* _Dataset excerpts_
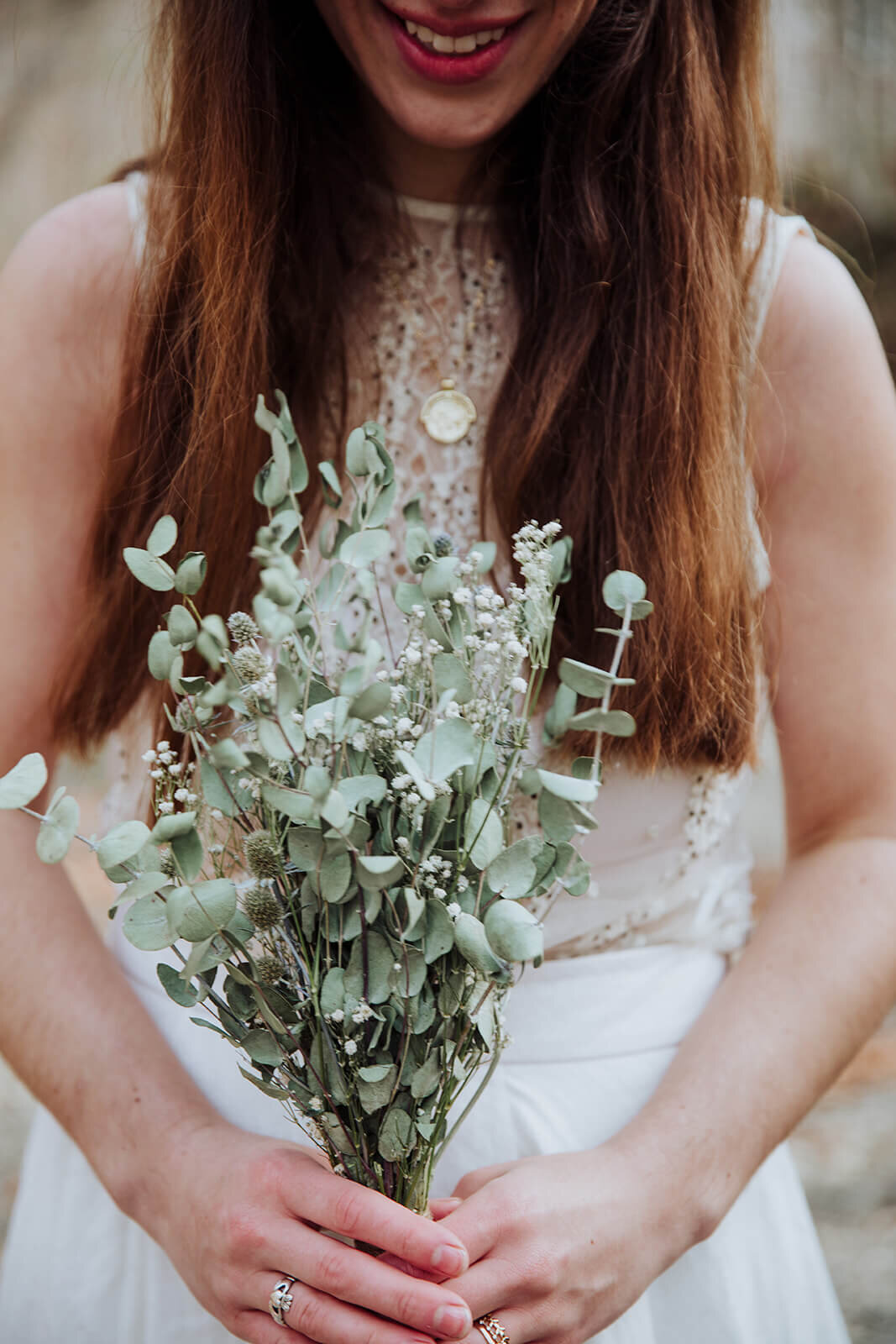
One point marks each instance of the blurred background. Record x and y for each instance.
(70, 111)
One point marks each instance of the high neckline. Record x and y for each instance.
(445, 212)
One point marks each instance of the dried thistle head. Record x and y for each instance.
(270, 969)
(250, 664)
(262, 855)
(262, 907)
(242, 628)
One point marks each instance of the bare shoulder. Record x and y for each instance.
(65, 297)
(824, 386)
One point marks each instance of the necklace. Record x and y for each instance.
(446, 416)
(448, 412)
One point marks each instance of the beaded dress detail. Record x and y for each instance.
(669, 860)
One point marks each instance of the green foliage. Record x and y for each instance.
(328, 857)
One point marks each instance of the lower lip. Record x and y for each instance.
(450, 71)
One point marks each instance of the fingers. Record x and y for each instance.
(324, 1320)
(443, 1207)
(358, 1280)
(369, 1216)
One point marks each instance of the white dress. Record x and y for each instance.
(629, 969)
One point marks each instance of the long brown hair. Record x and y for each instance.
(624, 188)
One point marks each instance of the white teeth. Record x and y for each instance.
(453, 46)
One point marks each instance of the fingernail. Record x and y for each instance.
(453, 1321)
(450, 1260)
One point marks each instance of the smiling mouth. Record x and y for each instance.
(457, 38)
(452, 46)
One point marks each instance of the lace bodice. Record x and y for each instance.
(669, 860)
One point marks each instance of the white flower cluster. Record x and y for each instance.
(170, 779)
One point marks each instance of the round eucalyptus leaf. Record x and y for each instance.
(360, 790)
(483, 835)
(371, 702)
(190, 853)
(160, 656)
(443, 750)
(587, 680)
(278, 588)
(473, 944)
(513, 871)
(356, 460)
(335, 810)
(183, 994)
(439, 577)
(335, 874)
(562, 559)
(332, 996)
(149, 570)
(305, 846)
(121, 844)
(144, 886)
(513, 932)
(567, 788)
(172, 826)
(58, 831)
(421, 783)
(427, 1077)
(363, 549)
(181, 627)
(438, 938)
(145, 925)
(624, 589)
(450, 675)
(22, 785)
(332, 488)
(275, 741)
(163, 537)
(201, 911)
(378, 871)
(262, 1047)
(317, 781)
(396, 1136)
(616, 723)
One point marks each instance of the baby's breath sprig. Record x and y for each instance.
(331, 858)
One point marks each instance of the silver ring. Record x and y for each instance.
(281, 1299)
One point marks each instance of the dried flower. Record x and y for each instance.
(242, 628)
(262, 855)
(262, 907)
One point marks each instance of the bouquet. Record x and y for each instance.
(328, 864)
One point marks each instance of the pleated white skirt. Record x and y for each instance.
(591, 1039)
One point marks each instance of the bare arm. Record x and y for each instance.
(821, 971)
(234, 1211)
(564, 1245)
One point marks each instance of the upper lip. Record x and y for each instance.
(453, 27)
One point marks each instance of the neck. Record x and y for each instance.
(418, 170)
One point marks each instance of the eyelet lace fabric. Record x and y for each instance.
(669, 859)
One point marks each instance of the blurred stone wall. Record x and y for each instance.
(70, 101)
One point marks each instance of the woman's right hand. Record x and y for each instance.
(237, 1213)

* _Task description_
Output every entry exactly, leaving out pictures.

* _Completed exercise_
One point marks each instance of the blurred background. Record x and y for each instance.
(70, 111)
One point marks each instance of the high neckline. Record x and y for each instance.
(445, 212)
One point marks each instance of the dried thistle head. Record x and y for each instance.
(270, 969)
(250, 664)
(262, 855)
(262, 907)
(242, 628)
One point marks each instance of the bare shoulder. Record x and y for each instance.
(65, 297)
(824, 386)
One point marks each instance of the necklace. Record x and y for each instance.
(446, 416)
(448, 412)
One point marks each instance of the beaded dress detail. Record x and y for each instance.
(669, 860)
One point marks each instance of the green foliage. Record x and y for each instance.
(328, 857)
One point marks each instance of the lower lip. Record x and y for each instance.
(450, 71)
One point marks each instance of the fingers. Record x and y for each instance.
(324, 1320)
(443, 1207)
(358, 1280)
(369, 1216)
One point marks each instance of the white dress. Record x and y for each instance.
(629, 969)
One point marks each instance of the long brown hair. Record x and y for each instance.
(624, 188)
One point marks each instance of the white teeth. Record x and y for each instance.
(453, 46)
One point marks each instance of the fingernail. Record x and y for each instance.
(453, 1321)
(450, 1260)
One point marks each instance of the smiling mouth. Record x and y for each instance.
(457, 38)
(452, 46)
One point marks each instance of the lace bodice. Record x and y for each instance.
(669, 860)
One point marks each instance of the white flower cluster. Record x and y for each instance.
(170, 779)
One point marks each instance of the round eucalyptus leaf. Record x and y for each instance.
(360, 790)
(483, 835)
(371, 702)
(190, 853)
(160, 656)
(443, 750)
(587, 680)
(278, 588)
(473, 944)
(513, 871)
(356, 460)
(335, 810)
(183, 994)
(439, 577)
(335, 874)
(562, 559)
(332, 996)
(149, 570)
(305, 846)
(121, 844)
(144, 886)
(513, 932)
(567, 788)
(172, 826)
(58, 831)
(421, 783)
(427, 1077)
(363, 549)
(181, 627)
(438, 938)
(145, 925)
(624, 589)
(450, 675)
(22, 785)
(332, 488)
(275, 741)
(163, 537)
(201, 911)
(378, 871)
(262, 1047)
(317, 781)
(396, 1136)
(616, 723)
One point marks each instance of the baby's breath sprig. Record x and y for each instance.
(331, 858)
One point marks each instance of the silver ring. Record x and y for each instance.
(281, 1299)
One point marks each instance of the dried flower. Record x and y for each instance.
(242, 628)
(262, 855)
(262, 907)
One point marks each instance of the bouquet. Record x and y for each instance.
(328, 864)
One point marks each instance of the pleated white skirt. Record x and y for each instance.
(591, 1039)
One point marks each instance of the bare arm. Record x and y for each instance.
(821, 971)
(234, 1211)
(564, 1245)
One point marks each instance of the upper lip. Record x and y for each instance.
(453, 27)
One point marks each instance of the neck. Record x and y for each instance.
(418, 170)
One point marks each instance of the eyelet lace fabric. Record x and y for each instance.
(669, 859)
One point marks each instance of the blurred stone wall. Record x and y for each instance.
(70, 101)
One point marks each instance of the woman's right hand. Record x and y for each instance.
(237, 1213)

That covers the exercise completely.